Document passage:
----
Ironically, such thoughts are as difficult to easily communicate and discuss as they are profound to our existence. Military superiority, commercial advantage, even scientific accomplishment are far more tangible and amenable to measurement and assessment. So, we Americans took justified satisfaction in beating the Soviet Union in the “race” to get to the Moon, which was the primary motive, all along, of the Apollo program which got us from the ground of Earth to the lunar surface. And for those Americans and people around the world who did not care all that much about American military advantage, NASA touted all the scientific dividends that our sojourns off this planet would and could bring back to us.
But science, for most people, is not as sexy or adrenaline evoking as military competition or any kind of big, international rivalry. And when our very success in getting to the Moon removed the military motive in getting there, because our competitor, the Soviet Union, had been so decisively defeated, the scientific motive was unable to sustain an increase or even a steady level in our progress in space, in the face of the opposing sentiment here in the United States that taxpayer money would be better and more wisely spent addressing problems here on Planet Earth.
----
Dataset entries:
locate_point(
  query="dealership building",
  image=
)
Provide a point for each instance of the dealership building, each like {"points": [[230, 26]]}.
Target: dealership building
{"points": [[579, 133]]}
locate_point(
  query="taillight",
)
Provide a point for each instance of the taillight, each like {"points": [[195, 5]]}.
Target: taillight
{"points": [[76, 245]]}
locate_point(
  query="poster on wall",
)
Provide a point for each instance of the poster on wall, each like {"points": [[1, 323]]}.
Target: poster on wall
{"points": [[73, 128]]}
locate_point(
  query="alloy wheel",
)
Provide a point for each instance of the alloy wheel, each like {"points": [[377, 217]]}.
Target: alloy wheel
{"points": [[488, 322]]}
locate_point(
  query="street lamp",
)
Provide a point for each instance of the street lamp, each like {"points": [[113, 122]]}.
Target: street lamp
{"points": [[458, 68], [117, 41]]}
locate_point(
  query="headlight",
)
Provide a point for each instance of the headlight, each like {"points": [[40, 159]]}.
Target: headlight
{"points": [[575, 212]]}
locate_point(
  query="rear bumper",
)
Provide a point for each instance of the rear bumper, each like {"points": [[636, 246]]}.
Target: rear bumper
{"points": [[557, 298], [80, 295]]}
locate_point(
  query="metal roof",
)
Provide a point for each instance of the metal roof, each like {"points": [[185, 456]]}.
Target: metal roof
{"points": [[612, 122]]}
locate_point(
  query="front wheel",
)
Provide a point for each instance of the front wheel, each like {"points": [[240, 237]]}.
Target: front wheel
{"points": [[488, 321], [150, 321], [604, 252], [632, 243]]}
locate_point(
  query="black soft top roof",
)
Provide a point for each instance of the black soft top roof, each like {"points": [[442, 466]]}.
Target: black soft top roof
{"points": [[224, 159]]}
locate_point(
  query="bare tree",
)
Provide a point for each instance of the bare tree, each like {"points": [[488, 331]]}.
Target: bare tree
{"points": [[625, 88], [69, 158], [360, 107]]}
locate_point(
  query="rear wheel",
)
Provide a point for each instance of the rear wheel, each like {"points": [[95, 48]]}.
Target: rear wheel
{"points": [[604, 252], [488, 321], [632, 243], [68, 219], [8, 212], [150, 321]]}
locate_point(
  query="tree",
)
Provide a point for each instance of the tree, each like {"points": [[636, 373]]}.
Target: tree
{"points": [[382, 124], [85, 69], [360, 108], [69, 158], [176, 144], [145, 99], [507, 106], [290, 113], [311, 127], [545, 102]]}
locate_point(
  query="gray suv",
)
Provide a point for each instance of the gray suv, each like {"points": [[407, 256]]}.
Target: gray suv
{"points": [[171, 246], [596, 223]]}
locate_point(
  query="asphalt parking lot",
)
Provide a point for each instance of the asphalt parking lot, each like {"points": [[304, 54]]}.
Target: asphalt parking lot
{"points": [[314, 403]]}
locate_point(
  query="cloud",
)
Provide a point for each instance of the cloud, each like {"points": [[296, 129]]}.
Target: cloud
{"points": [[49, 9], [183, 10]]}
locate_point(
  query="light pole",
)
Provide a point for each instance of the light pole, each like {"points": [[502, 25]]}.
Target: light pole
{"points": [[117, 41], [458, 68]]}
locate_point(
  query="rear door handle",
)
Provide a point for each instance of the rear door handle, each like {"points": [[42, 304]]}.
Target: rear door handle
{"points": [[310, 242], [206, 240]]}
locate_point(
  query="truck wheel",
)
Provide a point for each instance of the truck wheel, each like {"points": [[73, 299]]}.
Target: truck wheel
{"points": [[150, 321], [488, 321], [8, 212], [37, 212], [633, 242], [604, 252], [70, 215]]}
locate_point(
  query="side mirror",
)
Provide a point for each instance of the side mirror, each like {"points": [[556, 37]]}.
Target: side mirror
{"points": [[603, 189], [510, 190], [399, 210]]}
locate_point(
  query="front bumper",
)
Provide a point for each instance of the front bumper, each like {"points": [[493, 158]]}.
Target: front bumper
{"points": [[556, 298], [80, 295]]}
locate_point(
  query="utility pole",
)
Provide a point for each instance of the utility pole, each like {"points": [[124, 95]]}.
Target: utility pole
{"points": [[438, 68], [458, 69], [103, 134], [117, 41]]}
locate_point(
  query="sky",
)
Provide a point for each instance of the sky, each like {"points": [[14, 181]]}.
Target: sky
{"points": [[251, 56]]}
----
Requirement A:
In the passage on the space program, what was the primary motive of the Apollo program?
Requirement B:
Please extend the passage on the space program, picking up after its final sentence.
The rows have no connection to the passage on the space program.

Written answer A:
Beating the Soviet Union in the "race" to get to the Moon.

Written answer B:
As the decades since the 300th anniversary of Pascal’s book ensued, commercial development of space exploration took hold in the United States. SpaceX (more properly Space Exploration Technologies Corporation), commenced by Elon Musk in 2002, carried astronauts to the International Space Station in 2020, signaling not only a partnership with NASA but an intended gradual supplantation in the United States of government-funded space exploration by private industry. The People’s Republic of China has continued to rely on government funding, and it plans to put up a Chinese space station in 2022, and subsequently missions to the Moon with astronauts. A variety of nations have sent probes to Venus, Mars, and beyond with no people aboard.
But since people last walked on the Moon in 1972, that natural satellite has seen no visits from human beings. Neither science, nor commercial daring, nor global rivalry among the United States and its competitors has brought people back to the Moon, or to any planet or heavenly body further out in space.
This essay looks into whether that failure may be due, at least in part, to a lack of focus on, and articulation of, a motive for space exploration consistent with Pascal’s vision about our place in the universe, how we humans fit in this immensely greater and largely still unknown expanse. This vision has little to do with international rivalry and commercial interests, and is not adequately addressed by science. But it is the driving force of just about every religion (see Levinson 2003, pp. 99–110, and Levinson 2015, pp. 1–3 for more on a religious motive for space exploration).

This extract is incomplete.